** PASSAGE TO READ **
Fishing was a central issue during the election campaign. I am pleased to say that I had the warm support of the fishermen, not least because in one of the debates at Whitby community college before the election proper started, my predecessor said that not many people were involved in the industry any morethe implication being that it therefore did not matter. I must make it clear that every one of my constituents matters, not least the fishermen. We have a vestige of a once-great industry, but we must hold on to it. There is no point in having a cod recovery plan if, when it does recover, we have no industry to capitalise on the harvest of the seas.

Saved data entries:
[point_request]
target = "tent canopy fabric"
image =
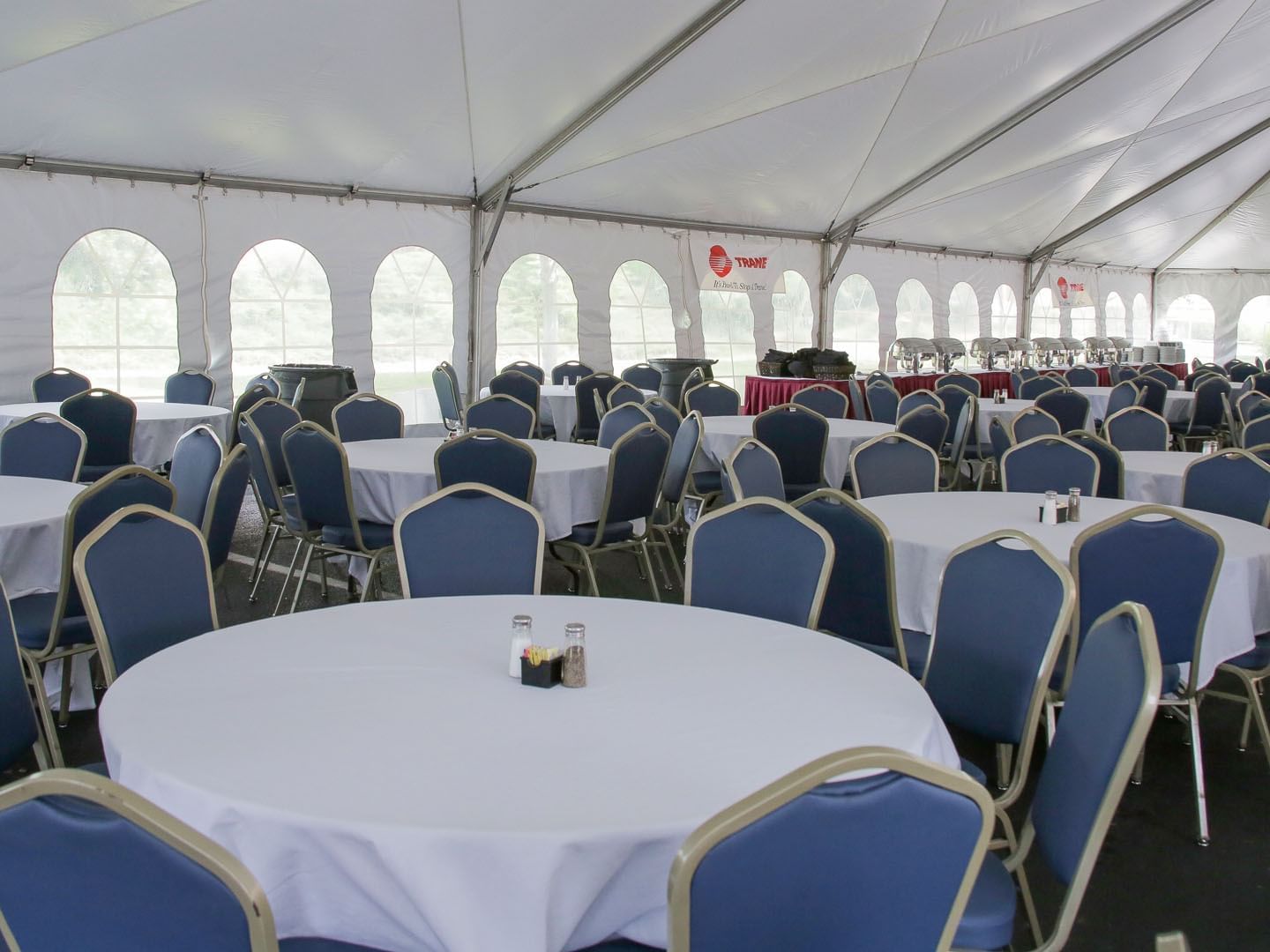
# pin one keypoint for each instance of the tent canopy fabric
(800, 115)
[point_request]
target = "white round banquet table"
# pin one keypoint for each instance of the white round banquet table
(159, 426)
(390, 785)
(721, 435)
(1156, 476)
(389, 475)
(32, 521)
(926, 527)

** WORK ORDER 1 **
Write out the part of the passage about fishing starting with "Fishing was a" and going on through "of the seas.".
** WORK ORDER 2 **
According to the passage about fishing, where was the debate held in which the predecessor spoke about the industry?
** WORK ORDER 3 **
Continue the passage about fishing from the point where it stops.
You won't need the rows for anything here.

** TASK OUTPUT 1 **
Fishing was a central issue during the election campaign. I am pleased to say that I had the warm support of the fishermen, not least because in one of the debates at Whitby community college before the election proper started, my predecessor said that not many people were involved in the industry any morethe implication being that it therefore did not matter. I must make it clear that every one of my constituents matters, not least the fishermen. We have a vestige of a once-great industry, but we must hold on to it. There is no point in having a cod recovery plan if, when it does recover, we have no industry to capitalise on the harvest of the seas.

** TASK OUTPUT 2 **
At Whitby community college.

** TASK OUTPUT 3 **
My constituency includes the two fishing ports of Scarborough and Whitby. People from Scarborough rarely agree with people from Whitby, but one thing that they do agree on is that the fisheries policy promoted by this Government and, I am sad to say, the previous Government, has not worked. Last week, at Hull Crown court, 10 Whitby skippers and two Whitby trawling companies pleaded guilty to 55 charges of not properly recording fish landings. The accused represented 90 per cent. of the Whitby fleet. For three months during the late summer and autumn of 2003, only 50 per cent. of landings were recorded. They were fined £122,800. I must make it clear that there was no suggestion of fraudulent activity in relation to the Inland Revenue; in fact, tax was paid on all the fish landed and harbour dues were paid on the fish that came into Whitby harbour. In fact, DEFRA spent £21,000 on forensic accountants to try to determine whether any fraud of that kind might have been committed.
I must stress that the people involved are not wealthy men. Evidence given to the court revealed that the income of the skippers was between £8,000 and £20,000. The highest-paid skipper involved in the case earned one third of the salary of a Member of Parliamentwithout the generous pension provisions, I hasten to add. The biggest fine was levied on Arnold Locker of Locker Trawlers. Twenty-one offences involving seven trawlers resulted in Mr. Locker being fined £52,500. I am told that similar offences in French ports would have resulted in warnings being issued.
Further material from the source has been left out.